#### DIRECTIONS
Copy every line of the records below word for word, omitting the pictures.

#### ENTRIES PROVIDED
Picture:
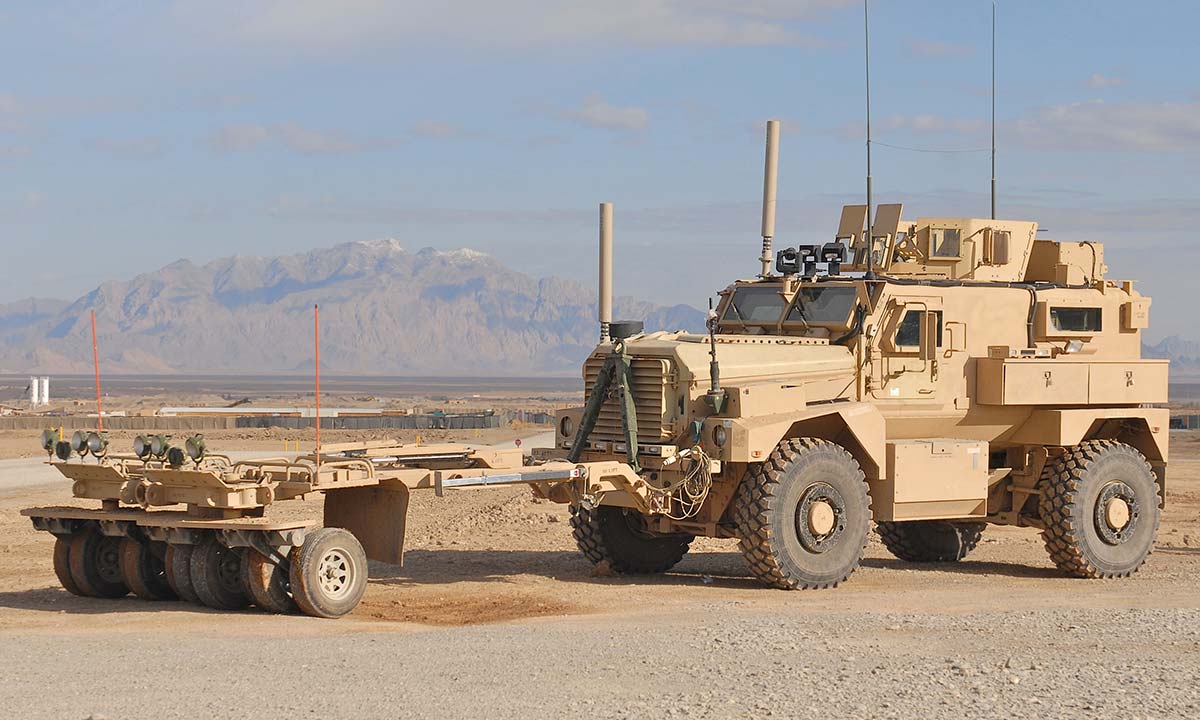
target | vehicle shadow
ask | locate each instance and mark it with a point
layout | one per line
(966, 568)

#### RESULT OF THE EXERCISE
Picture:
target | vehicle shadow
ask | locate each instance and mark it with a point
layout | one per line
(966, 568)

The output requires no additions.